What to do | Nothing should be left out. Transcribe the entries exactly as written.

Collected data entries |
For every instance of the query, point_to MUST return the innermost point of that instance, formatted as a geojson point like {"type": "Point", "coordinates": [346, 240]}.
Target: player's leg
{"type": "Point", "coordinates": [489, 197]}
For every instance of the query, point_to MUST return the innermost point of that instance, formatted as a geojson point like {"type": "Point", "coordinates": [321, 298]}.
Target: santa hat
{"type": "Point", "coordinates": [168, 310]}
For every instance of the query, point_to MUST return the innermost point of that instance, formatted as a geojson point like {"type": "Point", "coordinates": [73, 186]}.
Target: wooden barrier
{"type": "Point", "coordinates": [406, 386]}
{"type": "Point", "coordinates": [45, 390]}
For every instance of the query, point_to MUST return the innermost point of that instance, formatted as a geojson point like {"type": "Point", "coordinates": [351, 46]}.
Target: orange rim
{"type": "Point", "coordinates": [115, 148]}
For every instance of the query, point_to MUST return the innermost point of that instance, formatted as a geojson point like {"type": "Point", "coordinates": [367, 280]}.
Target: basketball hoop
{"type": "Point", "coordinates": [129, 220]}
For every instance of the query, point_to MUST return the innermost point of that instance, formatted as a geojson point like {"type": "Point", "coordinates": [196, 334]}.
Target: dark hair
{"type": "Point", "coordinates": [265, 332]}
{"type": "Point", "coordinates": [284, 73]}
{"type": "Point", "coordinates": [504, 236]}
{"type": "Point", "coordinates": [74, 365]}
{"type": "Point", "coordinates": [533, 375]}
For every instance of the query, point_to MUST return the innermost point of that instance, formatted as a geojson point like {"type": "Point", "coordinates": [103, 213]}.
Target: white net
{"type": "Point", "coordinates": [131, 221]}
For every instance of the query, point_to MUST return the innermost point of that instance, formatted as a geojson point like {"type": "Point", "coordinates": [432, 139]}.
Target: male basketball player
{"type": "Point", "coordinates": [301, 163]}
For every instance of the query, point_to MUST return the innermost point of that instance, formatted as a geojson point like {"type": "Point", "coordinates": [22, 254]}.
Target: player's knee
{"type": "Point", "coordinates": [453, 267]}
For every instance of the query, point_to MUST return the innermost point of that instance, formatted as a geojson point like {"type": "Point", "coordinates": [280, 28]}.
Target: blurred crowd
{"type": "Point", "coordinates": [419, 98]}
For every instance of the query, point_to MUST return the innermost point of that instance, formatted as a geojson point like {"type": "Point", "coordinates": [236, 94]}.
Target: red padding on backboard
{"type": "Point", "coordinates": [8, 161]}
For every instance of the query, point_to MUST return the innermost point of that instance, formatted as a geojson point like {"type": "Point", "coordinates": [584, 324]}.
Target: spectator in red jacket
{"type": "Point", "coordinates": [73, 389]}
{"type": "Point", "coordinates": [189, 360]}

Finished exercise |
For every instance of the query, point_to MUST return the innermost point of that instance, formatted as a geojson point like {"type": "Point", "coordinates": [346, 240]}.
Target: player's leg
{"type": "Point", "coordinates": [489, 197]}
For every instance of the query, point_to MUST return the innermost point of that instance, formatted as a geojson point like {"type": "Point", "coordinates": [321, 298]}.
Target: santa hat
{"type": "Point", "coordinates": [168, 310]}
For every instance of the query, point_to MUST return the innermost point of that instance, formatted as a geojson point like {"type": "Point", "coordinates": [73, 186]}.
Target: wooden barrier
{"type": "Point", "coordinates": [406, 386]}
{"type": "Point", "coordinates": [45, 390]}
For every instance of the query, point_to MUST return the innermost point of that instance, formatted as a geojson point like {"type": "Point", "coordinates": [351, 46]}.
Target: orange rim
{"type": "Point", "coordinates": [115, 148]}
For every instance of the query, point_to MUST return the innermost point of that instance, formatted as a geojson point like {"type": "Point", "coordinates": [367, 280]}.
Target: basketball hoop
{"type": "Point", "coordinates": [129, 220]}
For every instance of the query, point_to MUST return the innermost point of that instance, formatted as a geojson point like {"type": "Point", "coordinates": [196, 334]}.
Target: dark hair
{"type": "Point", "coordinates": [265, 332]}
{"type": "Point", "coordinates": [284, 73]}
{"type": "Point", "coordinates": [504, 236]}
{"type": "Point", "coordinates": [74, 365]}
{"type": "Point", "coordinates": [533, 375]}
For every instance of the query, point_to MUST return the innermost point of that instance, formatted as a geojson point like {"type": "Point", "coordinates": [103, 213]}.
Target: white net
{"type": "Point", "coordinates": [131, 221]}
For every instance of the query, point_to MUST return the innermost point of that instance, formatted as a geojson point like {"type": "Point", "coordinates": [432, 139]}.
Target: male basketball player
{"type": "Point", "coordinates": [301, 163]}
For every instance of the query, point_to MUST return the innermost point of that instance, formatted as a geojson point like {"type": "Point", "coordinates": [22, 254]}.
Target: player's knee
{"type": "Point", "coordinates": [453, 267]}
For every instance of the query, point_to MUST return the innermost point of that instance, formatted as a geojson point like {"type": "Point", "coordinates": [280, 28]}.
Target: blurred crowd
{"type": "Point", "coordinates": [419, 98]}
For every instance of the query, point_to MUST return the innermost point of that instance, formatted as a geojson point like {"type": "Point", "coordinates": [236, 94]}.
Target: red padding on backboard
{"type": "Point", "coordinates": [8, 161]}
For every instance of the query, point_to MUST return the innermost point of that instance, formatted as a geojson point like {"type": "Point", "coordinates": [584, 324]}.
Target: spectator in red jacket
{"type": "Point", "coordinates": [73, 389]}
{"type": "Point", "coordinates": [189, 360]}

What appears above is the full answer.